(Extracted data entries)
------------------------

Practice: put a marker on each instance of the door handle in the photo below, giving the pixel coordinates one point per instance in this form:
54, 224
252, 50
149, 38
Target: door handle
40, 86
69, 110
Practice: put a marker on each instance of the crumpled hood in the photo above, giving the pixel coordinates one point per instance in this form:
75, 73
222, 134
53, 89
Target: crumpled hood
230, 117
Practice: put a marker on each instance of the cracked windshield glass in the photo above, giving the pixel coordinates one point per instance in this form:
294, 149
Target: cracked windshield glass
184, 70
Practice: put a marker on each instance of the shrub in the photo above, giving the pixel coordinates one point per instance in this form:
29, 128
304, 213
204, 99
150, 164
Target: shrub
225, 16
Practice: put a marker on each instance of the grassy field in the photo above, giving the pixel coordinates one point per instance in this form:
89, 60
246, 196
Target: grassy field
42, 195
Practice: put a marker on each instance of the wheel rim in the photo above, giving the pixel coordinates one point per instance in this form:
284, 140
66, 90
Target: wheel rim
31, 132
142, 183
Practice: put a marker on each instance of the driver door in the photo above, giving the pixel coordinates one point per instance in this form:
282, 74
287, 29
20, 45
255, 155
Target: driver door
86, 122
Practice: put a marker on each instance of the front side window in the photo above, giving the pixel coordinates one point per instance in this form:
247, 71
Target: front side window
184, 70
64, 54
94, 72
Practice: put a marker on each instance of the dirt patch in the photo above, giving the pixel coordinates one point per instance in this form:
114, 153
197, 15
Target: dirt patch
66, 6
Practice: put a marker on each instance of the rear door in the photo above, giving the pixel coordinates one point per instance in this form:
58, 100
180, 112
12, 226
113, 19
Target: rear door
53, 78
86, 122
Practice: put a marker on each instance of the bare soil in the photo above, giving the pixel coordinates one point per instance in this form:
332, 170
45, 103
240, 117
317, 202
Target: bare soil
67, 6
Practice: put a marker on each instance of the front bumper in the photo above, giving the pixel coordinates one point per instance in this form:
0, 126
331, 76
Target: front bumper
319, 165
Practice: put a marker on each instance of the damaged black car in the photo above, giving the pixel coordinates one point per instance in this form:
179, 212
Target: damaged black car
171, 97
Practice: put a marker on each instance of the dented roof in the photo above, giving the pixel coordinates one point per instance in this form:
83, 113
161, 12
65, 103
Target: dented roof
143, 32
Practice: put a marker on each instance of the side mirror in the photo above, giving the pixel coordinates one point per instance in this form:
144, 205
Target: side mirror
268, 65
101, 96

------------------------

» **To do**: All the entries above need to be reproduced exactly.

» **Solution below**:
Practice: put a marker on each instance of the door handle in the photo below, giving the pixel coordinates one point per instance in this form:
54, 224
252, 50
149, 38
Target: door handle
40, 86
69, 110
Practice: put a marker on each instance of the crumpled hood in the photo above, giving the pixel coordinates one point per instance in this form:
75, 73
222, 134
53, 89
Target: crumpled hood
230, 117
Practice: put a marker on each instance of the cracked windshield glass in the photo above, giving the pixel coordinates one point per instance in this form:
294, 149
Target: cracked windshield glass
184, 70
Practice: put a marker on each instance of the shrub in the photo above, giving the pixel coordinates one point per instance in this form:
29, 128
304, 213
204, 99
150, 164
Target: shrub
225, 16
Practice: put a marker on each instance of the grassy field in the photo above, giving the pixel coordinates one point per instance in this form:
89, 60
246, 196
Target: grassy field
42, 195
Practice: put a marker on each instance of the wheel rim in the photo above, giving the pixel coordinates one point per instance in this form:
284, 140
66, 90
Target: wheel rim
31, 132
142, 183
Practice: put a marker on each instance of the driver door in the photo above, giving the pixel coordinates one point per instance in this form:
282, 74
287, 29
20, 45
255, 155
Target: driver door
86, 122
Practice: put a marker on each instance of the front side window in the photo above, giving the pixel coordinates one point per instance in this form:
247, 71
Target: front side window
184, 70
64, 54
94, 72
Practice: put a marker on each instance of the dirt patch in the photo above, giving the pixel coordinates one point per instance in this form:
114, 153
197, 15
Target: dirt patch
66, 6
Practice: put a marker on each instance of the rear door in the photo above, giving the pixel coordinates one point per instance in this form:
58, 100
180, 112
12, 226
113, 19
Target: rear door
53, 78
86, 122
Practice: put a marker on each instance of the bare soil in the photo above, giving the pixel coordinates one point per instance in this form:
332, 170
45, 103
240, 117
317, 202
Target: bare soil
67, 6
Practice: put a marker on each instance of the front bumper in the photo above, giving the pixel coordinates one point per instance in this form:
0, 126
331, 76
Target: front bumper
319, 165
Practice: put a marker on each instance of the damaged black car in the photo above, giving the pixel coordinates one point per instance in this form:
179, 212
Target: damaged black car
171, 97
Practice: put a marker on each instance of the dented roof in the photo above, giving the pixel coordinates one point per instance in this form:
83, 113
161, 12
65, 103
Target: dented roof
143, 32
Practice: put a marker on each instance of the side mirror in the photo above, giving the pixel coordinates one point per instance in this form:
144, 205
Target: side mirror
268, 65
101, 96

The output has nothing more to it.